= TASK OBJECTIVE =
Render the material from the line containing "Every instance of the woman gets" through its last line, both included, as a Markdown table. Use the columns "Row" (a running number) and "Line" (the line itself), and leave out blank lines.
□ □ □
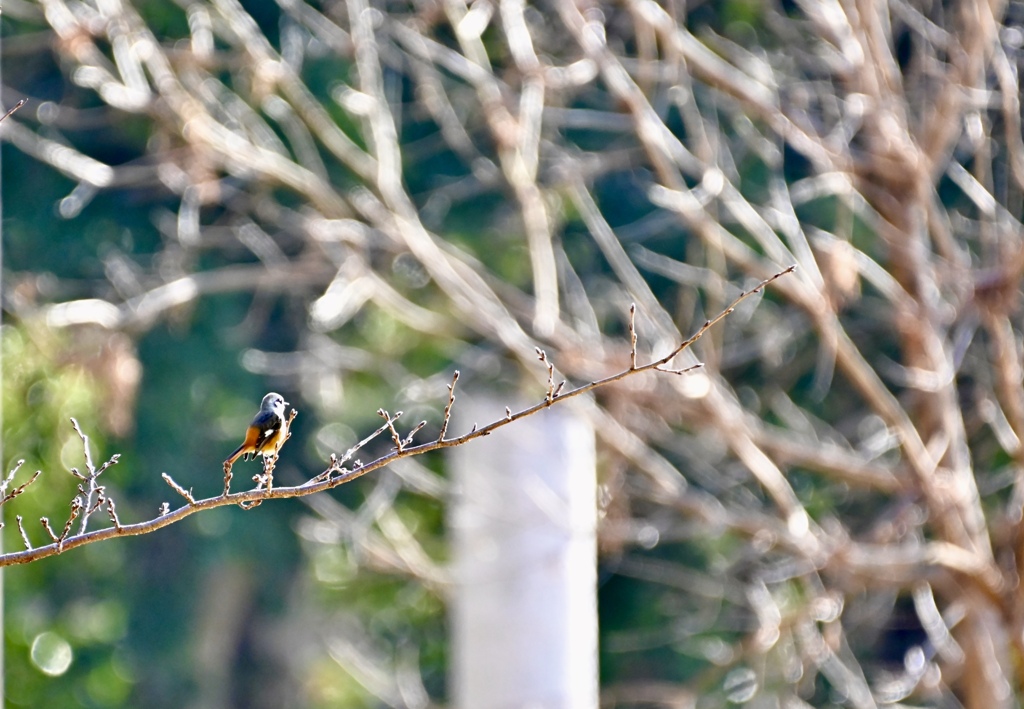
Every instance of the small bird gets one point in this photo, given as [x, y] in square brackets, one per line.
[266, 433]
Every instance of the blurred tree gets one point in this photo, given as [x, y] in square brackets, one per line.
[347, 198]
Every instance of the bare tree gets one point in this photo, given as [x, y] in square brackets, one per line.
[511, 174]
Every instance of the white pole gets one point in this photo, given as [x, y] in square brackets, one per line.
[524, 602]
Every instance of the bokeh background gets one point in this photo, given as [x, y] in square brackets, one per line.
[345, 201]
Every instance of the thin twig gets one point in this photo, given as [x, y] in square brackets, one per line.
[633, 335]
[25, 537]
[390, 426]
[13, 109]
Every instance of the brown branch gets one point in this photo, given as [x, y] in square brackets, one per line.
[329, 480]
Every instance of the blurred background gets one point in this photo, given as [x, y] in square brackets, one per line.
[346, 201]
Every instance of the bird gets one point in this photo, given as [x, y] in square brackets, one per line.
[267, 431]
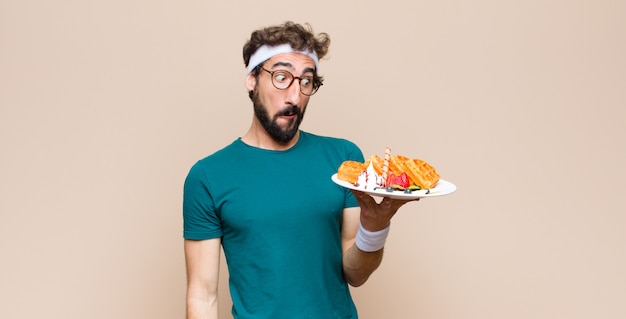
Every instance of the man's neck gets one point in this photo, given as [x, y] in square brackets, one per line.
[258, 137]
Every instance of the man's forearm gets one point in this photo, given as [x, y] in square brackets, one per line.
[359, 265]
[202, 308]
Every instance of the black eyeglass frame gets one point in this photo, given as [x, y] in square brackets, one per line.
[316, 83]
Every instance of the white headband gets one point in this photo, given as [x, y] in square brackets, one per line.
[265, 52]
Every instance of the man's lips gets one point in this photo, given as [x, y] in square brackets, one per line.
[290, 112]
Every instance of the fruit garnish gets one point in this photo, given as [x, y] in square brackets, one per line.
[399, 182]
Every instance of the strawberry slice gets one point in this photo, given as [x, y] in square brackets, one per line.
[401, 181]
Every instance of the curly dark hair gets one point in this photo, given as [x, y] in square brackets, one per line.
[300, 37]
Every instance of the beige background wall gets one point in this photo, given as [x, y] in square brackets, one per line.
[104, 106]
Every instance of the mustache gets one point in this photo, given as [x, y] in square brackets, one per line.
[291, 110]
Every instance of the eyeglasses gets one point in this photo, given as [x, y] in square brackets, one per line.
[282, 79]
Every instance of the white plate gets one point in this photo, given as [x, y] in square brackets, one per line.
[443, 187]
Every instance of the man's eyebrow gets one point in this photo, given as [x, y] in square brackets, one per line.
[290, 66]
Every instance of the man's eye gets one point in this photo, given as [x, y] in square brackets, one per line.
[280, 77]
[306, 82]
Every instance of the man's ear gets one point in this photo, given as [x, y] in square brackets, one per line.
[250, 82]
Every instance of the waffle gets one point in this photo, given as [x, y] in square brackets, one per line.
[377, 163]
[349, 171]
[420, 173]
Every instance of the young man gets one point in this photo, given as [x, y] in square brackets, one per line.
[293, 239]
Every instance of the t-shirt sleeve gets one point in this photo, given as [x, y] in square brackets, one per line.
[200, 219]
[353, 153]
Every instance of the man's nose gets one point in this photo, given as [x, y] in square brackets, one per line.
[293, 92]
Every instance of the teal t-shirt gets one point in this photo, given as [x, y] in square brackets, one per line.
[279, 216]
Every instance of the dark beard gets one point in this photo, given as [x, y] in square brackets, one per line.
[276, 132]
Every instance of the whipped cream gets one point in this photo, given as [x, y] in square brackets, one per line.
[368, 179]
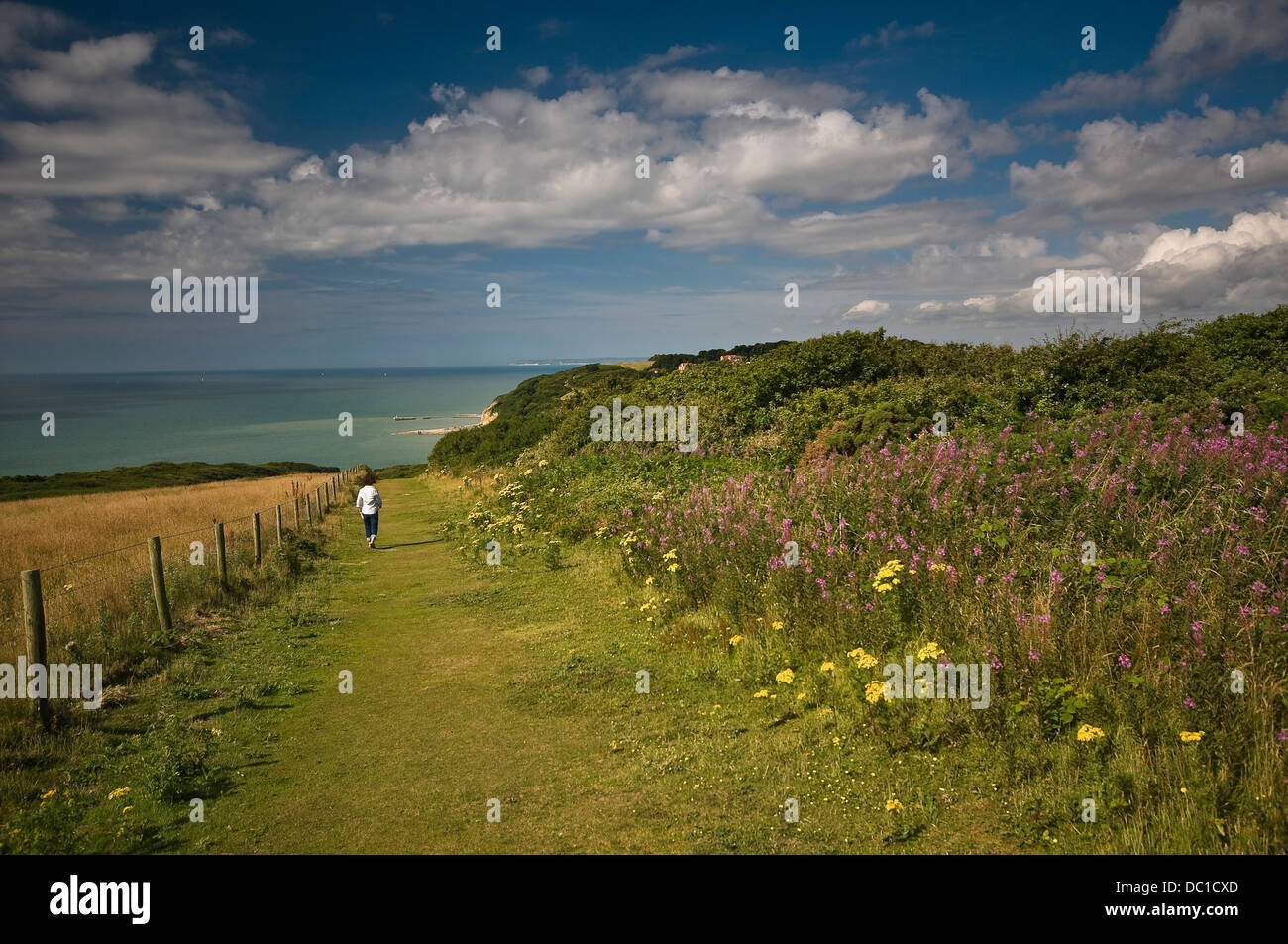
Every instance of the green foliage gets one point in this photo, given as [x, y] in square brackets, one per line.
[125, 478]
[1056, 704]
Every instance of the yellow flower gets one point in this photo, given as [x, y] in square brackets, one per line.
[889, 570]
[930, 651]
[862, 657]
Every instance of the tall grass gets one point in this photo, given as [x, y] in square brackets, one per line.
[47, 532]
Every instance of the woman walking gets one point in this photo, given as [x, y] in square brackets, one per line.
[369, 505]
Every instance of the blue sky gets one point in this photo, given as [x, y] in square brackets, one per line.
[516, 167]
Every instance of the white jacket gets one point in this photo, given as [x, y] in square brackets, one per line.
[369, 500]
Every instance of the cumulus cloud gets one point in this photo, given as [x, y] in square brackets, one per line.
[1126, 171]
[114, 136]
[1201, 39]
[866, 307]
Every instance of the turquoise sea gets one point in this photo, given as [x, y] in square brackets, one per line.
[129, 419]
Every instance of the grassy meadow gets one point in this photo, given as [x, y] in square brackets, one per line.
[102, 601]
[675, 652]
[1100, 522]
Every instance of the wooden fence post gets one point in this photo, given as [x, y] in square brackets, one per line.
[159, 586]
[222, 556]
[34, 622]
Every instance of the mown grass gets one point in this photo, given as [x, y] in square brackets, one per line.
[519, 682]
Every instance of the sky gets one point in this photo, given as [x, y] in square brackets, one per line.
[519, 167]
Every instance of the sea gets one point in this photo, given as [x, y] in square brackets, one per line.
[104, 420]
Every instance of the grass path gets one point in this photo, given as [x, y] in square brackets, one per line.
[516, 682]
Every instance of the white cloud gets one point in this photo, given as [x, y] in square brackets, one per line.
[1125, 171]
[1201, 39]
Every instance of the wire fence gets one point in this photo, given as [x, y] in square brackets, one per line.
[110, 583]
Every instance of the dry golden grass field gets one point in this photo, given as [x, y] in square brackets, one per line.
[50, 532]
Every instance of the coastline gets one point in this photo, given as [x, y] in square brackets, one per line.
[484, 419]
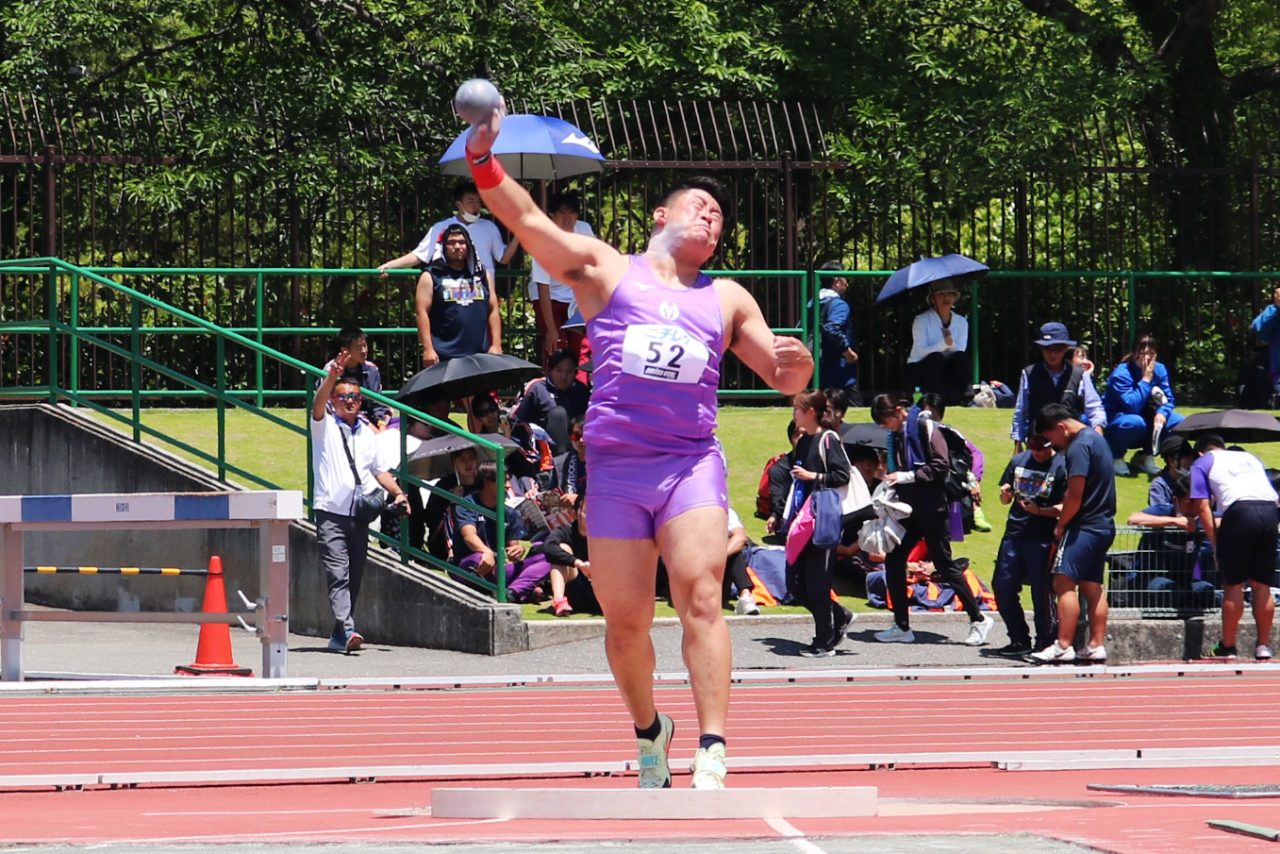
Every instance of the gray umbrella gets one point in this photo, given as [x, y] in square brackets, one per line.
[1233, 425]
[432, 459]
[871, 435]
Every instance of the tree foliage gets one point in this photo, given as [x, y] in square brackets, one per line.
[956, 94]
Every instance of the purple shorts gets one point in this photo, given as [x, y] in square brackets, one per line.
[632, 496]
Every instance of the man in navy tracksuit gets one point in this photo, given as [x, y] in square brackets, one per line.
[1034, 483]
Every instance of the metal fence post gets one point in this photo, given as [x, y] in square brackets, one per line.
[501, 547]
[73, 339]
[51, 293]
[220, 403]
[259, 298]
[136, 366]
[1132, 314]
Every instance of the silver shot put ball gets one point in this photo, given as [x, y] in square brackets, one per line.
[476, 100]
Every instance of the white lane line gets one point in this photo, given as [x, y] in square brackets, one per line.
[440, 823]
[794, 835]
[288, 812]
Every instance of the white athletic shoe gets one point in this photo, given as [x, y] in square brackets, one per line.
[895, 635]
[1055, 654]
[709, 767]
[979, 630]
[654, 770]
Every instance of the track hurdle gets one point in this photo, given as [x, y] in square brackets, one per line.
[266, 511]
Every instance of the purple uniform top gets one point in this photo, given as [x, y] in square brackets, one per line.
[657, 352]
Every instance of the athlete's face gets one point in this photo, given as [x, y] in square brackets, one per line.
[695, 219]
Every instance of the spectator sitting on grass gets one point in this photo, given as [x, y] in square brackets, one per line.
[556, 400]
[566, 548]
[1139, 405]
[478, 535]
[1171, 558]
[571, 465]
[460, 482]
[778, 476]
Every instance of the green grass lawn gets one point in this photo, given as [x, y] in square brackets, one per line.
[750, 435]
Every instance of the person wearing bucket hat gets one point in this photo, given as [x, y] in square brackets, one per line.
[940, 342]
[1139, 405]
[1178, 456]
[1055, 380]
[839, 364]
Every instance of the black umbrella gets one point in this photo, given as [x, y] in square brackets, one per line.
[1233, 425]
[871, 435]
[958, 268]
[465, 377]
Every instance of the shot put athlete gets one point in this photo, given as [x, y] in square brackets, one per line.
[658, 328]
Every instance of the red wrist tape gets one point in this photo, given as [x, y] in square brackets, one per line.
[485, 170]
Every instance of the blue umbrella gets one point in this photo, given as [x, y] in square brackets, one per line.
[931, 269]
[533, 147]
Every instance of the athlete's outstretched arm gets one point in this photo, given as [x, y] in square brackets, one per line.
[588, 265]
[781, 361]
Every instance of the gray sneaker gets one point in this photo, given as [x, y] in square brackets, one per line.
[654, 770]
[708, 767]
[979, 630]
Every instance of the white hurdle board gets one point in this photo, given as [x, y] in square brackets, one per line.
[616, 804]
[266, 511]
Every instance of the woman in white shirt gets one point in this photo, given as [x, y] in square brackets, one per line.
[940, 343]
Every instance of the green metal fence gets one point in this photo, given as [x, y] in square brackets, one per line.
[69, 334]
[293, 311]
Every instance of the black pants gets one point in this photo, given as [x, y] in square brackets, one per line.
[931, 528]
[947, 375]
[812, 572]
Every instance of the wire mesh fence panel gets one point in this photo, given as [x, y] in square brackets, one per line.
[1161, 572]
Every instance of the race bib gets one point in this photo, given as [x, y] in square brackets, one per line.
[666, 354]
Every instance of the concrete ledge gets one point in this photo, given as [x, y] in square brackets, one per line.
[624, 804]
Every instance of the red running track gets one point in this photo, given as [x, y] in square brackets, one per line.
[536, 725]
[103, 734]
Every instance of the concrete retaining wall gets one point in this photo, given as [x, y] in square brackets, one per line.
[46, 450]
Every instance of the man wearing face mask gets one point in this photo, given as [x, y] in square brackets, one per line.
[485, 237]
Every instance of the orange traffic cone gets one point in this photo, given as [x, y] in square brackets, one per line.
[214, 651]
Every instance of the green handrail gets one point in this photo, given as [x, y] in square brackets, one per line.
[54, 329]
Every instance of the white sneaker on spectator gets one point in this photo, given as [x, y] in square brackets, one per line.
[1095, 653]
[979, 630]
[1055, 653]
[709, 767]
[654, 768]
[895, 635]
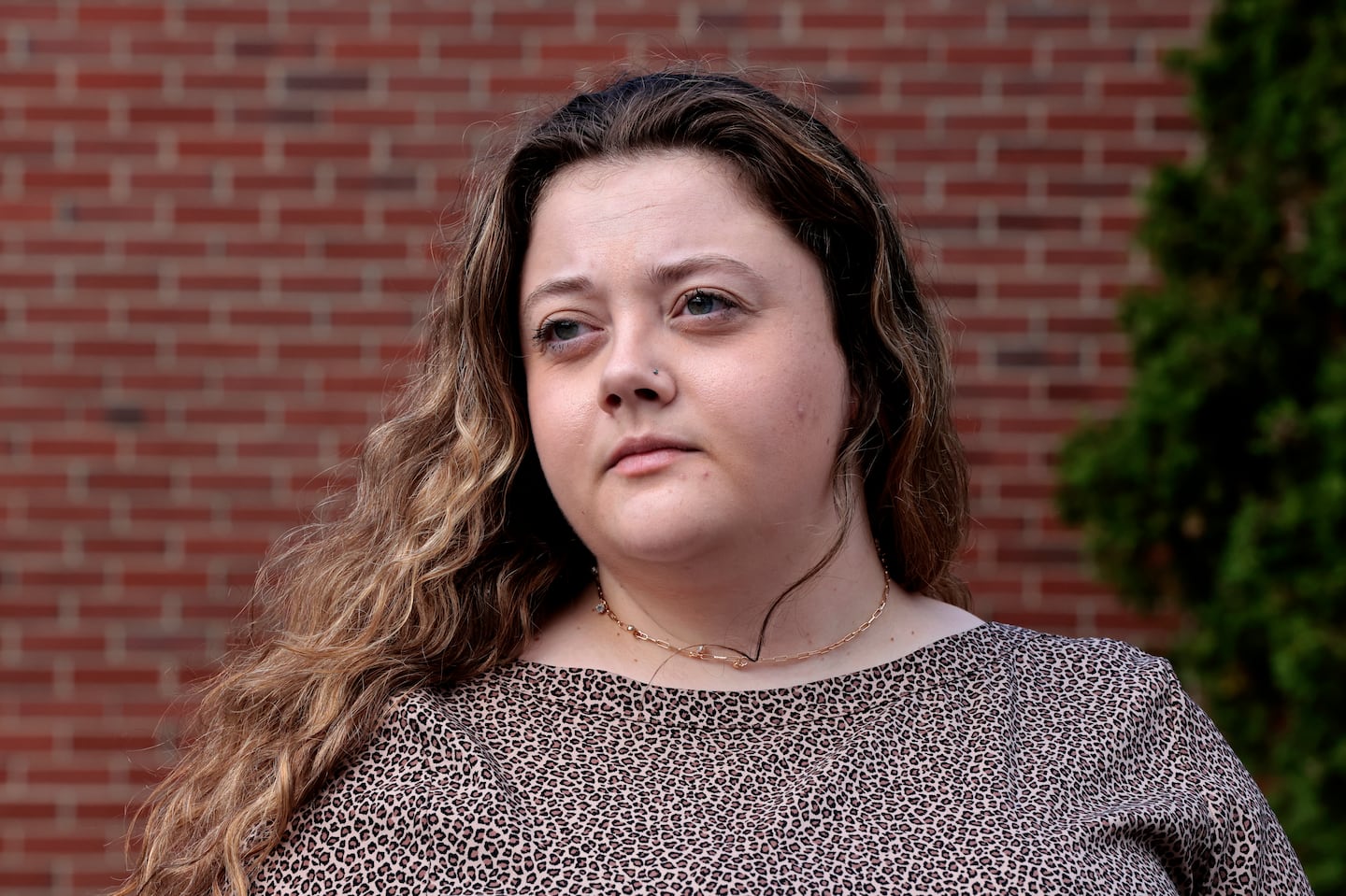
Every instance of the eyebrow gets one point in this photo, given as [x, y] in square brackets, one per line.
[660, 275]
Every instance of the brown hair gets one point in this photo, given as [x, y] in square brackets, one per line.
[451, 548]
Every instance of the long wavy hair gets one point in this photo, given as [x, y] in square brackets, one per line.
[450, 550]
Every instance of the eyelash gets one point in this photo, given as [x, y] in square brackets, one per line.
[544, 335]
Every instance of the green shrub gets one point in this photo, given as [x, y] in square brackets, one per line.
[1220, 489]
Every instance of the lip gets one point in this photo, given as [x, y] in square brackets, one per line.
[645, 447]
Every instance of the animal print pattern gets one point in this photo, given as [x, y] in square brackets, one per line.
[997, 761]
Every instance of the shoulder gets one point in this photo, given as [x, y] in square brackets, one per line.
[1091, 666]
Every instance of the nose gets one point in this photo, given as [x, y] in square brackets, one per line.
[633, 376]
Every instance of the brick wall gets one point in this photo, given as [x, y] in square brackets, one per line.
[214, 228]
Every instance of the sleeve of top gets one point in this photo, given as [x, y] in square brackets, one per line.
[1242, 850]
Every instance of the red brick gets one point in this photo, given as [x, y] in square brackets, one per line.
[107, 14]
[216, 12]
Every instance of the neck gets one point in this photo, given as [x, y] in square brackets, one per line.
[734, 602]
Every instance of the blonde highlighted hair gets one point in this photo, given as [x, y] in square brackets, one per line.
[451, 550]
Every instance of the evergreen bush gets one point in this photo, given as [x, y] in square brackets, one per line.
[1220, 489]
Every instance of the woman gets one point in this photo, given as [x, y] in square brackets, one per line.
[648, 587]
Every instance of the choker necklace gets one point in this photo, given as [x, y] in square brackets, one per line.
[737, 660]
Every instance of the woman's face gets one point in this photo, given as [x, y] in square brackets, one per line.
[685, 391]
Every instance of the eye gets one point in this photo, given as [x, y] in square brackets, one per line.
[557, 331]
[704, 302]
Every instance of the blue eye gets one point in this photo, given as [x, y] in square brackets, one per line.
[557, 331]
[701, 302]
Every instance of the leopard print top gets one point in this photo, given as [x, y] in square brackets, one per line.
[997, 761]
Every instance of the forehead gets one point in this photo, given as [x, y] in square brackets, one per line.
[594, 174]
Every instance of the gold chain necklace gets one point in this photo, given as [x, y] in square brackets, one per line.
[701, 651]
□ □ □
= COMPLETED EXERCISE =
| Row | Line |
|---|---|
| 1 | Every instance of the woman gets one point in this photo, given as [x, y] in square brackets, one per line. |
| 2 | [648, 587] |
| 3 | Every instance of the choker necklace gets one point in this photo, given as [x, y] in square brackets, one per line. |
| 4 | [737, 660] |
| 5 | Every instance of the woman's face gets one point in this photo, given as [x, y] in square brackets, one per line. |
| 6 | [685, 391] |
| 7 | Every instance of the eye gets one point in this photo, given as [x, y] in square brackets, one per line. |
| 8 | [557, 331] |
| 9 | [704, 302] |
| 10 | Every instance of the blue eye gets one point in this photo, given as [x, y] in square brackets, one per line. |
| 11 | [557, 331] |
| 12 | [701, 302] |
| 13 | Every instance of the leopard print top gets one point in this photo, given as [x, y] in square brackets, one per line. |
| 14 | [997, 761] |
| 15 | Every instance of the forehead gets one point in this photo, given as [x, y] in square brackets, one per line. |
| 16 | [594, 174] |
| 17 | Every instance of the gold chain necklace gets one point in this photo, given as [x, y] in square brackets, one per line. |
| 18 | [701, 651] |